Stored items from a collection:
-=-=-
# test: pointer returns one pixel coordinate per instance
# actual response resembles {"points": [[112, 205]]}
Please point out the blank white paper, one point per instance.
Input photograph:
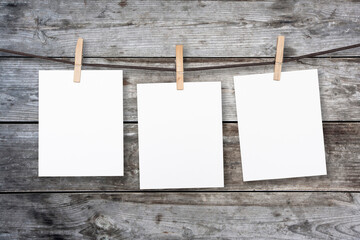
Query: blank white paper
{"points": [[81, 124], [280, 126], [180, 135]]}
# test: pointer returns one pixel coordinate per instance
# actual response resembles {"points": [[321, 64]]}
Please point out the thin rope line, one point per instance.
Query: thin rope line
{"points": [[290, 59]]}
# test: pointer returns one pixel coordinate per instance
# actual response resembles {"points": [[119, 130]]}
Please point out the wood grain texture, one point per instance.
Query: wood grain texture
{"points": [[180, 216], [19, 164], [339, 83], [152, 28]]}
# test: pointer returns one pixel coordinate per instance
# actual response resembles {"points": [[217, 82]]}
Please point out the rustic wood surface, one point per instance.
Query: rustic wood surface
{"points": [[180, 216], [144, 32], [339, 84], [19, 165]]}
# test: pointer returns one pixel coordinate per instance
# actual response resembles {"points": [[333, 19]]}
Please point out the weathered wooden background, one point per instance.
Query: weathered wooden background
{"points": [[213, 33]]}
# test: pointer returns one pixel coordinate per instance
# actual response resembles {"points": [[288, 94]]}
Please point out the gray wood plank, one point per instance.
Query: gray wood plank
{"points": [[153, 28], [339, 84], [19, 164], [180, 216]]}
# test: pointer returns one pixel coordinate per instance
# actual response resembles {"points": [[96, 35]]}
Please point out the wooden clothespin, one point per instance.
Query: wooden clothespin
{"points": [[179, 68], [279, 57], [78, 60]]}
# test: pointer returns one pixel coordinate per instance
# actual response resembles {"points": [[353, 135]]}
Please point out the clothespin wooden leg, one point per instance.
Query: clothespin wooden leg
{"points": [[179, 68], [78, 60], [279, 57]]}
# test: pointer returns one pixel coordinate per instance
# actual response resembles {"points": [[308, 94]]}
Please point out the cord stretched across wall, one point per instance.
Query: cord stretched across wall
{"points": [[291, 59]]}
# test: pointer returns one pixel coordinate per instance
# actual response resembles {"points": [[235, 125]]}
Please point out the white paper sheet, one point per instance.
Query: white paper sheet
{"points": [[180, 135], [81, 124], [280, 125]]}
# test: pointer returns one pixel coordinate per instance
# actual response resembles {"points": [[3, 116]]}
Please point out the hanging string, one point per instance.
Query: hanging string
{"points": [[238, 65]]}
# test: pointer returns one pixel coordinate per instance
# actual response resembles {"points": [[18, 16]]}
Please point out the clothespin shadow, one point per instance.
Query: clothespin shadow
{"points": [[78, 60], [279, 57], [179, 68]]}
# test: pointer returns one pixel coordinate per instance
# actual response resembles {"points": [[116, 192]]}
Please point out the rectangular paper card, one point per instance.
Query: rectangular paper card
{"points": [[280, 126], [81, 124], [180, 135]]}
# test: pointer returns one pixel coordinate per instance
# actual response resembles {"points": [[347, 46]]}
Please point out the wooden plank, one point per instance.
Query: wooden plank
{"points": [[19, 164], [152, 28], [340, 90], [180, 216]]}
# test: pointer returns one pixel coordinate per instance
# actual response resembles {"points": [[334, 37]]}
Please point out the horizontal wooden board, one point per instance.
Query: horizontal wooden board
{"points": [[180, 216], [19, 164], [153, 28], [339, 83]]}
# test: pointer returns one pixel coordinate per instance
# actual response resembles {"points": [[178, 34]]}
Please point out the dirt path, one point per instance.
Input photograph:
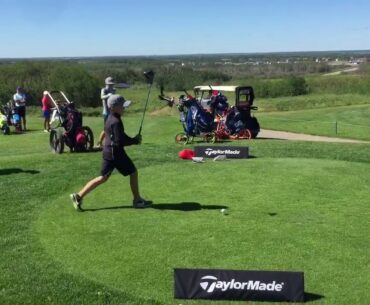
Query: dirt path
{"points": [[283, 135]]}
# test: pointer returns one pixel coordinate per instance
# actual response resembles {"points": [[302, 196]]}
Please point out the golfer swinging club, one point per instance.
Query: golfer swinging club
{"points": [[114, 155]]}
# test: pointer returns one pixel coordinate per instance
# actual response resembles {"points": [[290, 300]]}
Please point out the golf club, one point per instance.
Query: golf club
{"points": [[149, 75]]}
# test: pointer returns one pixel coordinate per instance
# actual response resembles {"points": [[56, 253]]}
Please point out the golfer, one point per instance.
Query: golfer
{"points": [[114, 155]]}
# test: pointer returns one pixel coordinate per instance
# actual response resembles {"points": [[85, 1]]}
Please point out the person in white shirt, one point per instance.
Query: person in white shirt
{"points": [[105, 93]]}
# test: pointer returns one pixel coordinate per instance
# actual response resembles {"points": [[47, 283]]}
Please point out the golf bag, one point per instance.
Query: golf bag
{"points": [[194, 118], [4, 124]]}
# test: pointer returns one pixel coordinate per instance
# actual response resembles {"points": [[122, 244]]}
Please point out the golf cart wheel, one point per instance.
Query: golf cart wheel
{"points": [[210, 137], [181, 138], [56, 141], [89, 144]]}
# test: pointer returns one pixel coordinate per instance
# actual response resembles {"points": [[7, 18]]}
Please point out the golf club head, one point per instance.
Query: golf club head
{"points": [[149, 75], [169, 101]]}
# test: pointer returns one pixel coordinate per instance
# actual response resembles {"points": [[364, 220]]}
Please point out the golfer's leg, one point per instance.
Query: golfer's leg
{"points": [[92, 184], [134, 184]]}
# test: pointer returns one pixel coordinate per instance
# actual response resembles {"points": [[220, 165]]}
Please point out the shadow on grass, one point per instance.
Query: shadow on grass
{"points": [[11, 171], [310, 297], [186, 206], [181, 206]]}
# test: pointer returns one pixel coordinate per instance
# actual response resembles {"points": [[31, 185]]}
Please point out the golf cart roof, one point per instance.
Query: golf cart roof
{"points": [[217, 88]]}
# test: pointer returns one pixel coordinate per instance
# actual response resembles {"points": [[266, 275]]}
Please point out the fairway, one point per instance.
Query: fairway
{"points": [[293, 206], [291, 217]]}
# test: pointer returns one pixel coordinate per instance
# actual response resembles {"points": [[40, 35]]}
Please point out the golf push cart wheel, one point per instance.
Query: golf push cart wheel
{"points": [[89, 144], [56, 141], [210, 137]]}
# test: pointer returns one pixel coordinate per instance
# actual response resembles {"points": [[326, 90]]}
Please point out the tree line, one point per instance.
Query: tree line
{"points": [[82, 81]]}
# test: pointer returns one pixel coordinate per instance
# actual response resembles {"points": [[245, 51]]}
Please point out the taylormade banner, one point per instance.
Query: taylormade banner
{"points": [[239, 285], [236, 152]]}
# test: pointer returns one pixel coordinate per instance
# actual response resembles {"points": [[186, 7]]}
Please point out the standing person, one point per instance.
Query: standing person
{"points": [[105, 93], [46, 110], [114, 156], [20, 105]]}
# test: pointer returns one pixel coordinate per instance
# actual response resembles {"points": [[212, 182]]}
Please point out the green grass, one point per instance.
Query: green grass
{"points": [[296, 206], [346, 121]]}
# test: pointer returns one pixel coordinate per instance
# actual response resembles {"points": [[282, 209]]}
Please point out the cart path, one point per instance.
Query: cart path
{"points": [[284, 135]]}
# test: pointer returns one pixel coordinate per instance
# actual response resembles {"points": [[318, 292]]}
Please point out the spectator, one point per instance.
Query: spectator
{"points": [[105, 93], [46, 105], [20, 105]]}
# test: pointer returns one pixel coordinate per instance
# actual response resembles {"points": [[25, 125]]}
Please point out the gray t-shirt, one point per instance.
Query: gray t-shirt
{"points": [[104, 94]]}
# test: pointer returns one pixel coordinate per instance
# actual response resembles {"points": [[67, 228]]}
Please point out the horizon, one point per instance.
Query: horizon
{"points": [[365, 51], [81, 28]]}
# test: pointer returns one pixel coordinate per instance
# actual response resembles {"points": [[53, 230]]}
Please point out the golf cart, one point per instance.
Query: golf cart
{"points": [[235, 122], [66, 126]]}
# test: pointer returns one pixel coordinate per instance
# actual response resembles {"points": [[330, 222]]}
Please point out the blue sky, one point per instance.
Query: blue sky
{"points": [[68, 28]]}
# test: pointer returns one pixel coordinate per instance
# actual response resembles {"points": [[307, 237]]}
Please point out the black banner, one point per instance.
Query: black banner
{"points": [[236, 152], [217, 284]]}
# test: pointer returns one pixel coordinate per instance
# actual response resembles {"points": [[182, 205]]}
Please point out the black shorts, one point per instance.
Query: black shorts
{"points": [[21, 110], [123, 164]]}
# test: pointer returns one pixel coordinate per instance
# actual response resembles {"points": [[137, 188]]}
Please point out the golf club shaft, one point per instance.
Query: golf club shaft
{"points": [[146, 104]]}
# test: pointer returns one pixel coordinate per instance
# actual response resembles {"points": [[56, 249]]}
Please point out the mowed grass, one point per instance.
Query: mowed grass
{"points": [[296, 206], [345, 121]]}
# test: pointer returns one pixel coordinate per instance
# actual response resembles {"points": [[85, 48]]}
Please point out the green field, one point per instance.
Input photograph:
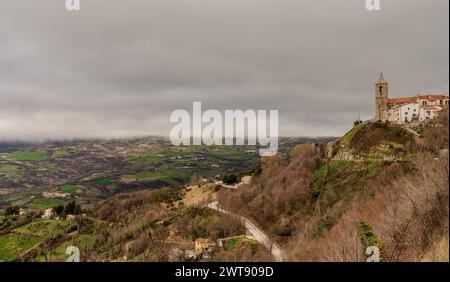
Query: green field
{"points": [[68, 188], [27, 156], [42, 203], [12, 245], [105, 181], [43, 228]]}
-=-=-
REQUIRED WORK:
Collect every line of the material that contains the string "fairway", treating uppercase and lowercase letters as different.

SOLUTION FOR THIS EXERCISE:
Please point out the fairway, one point per instance.
Query: fairway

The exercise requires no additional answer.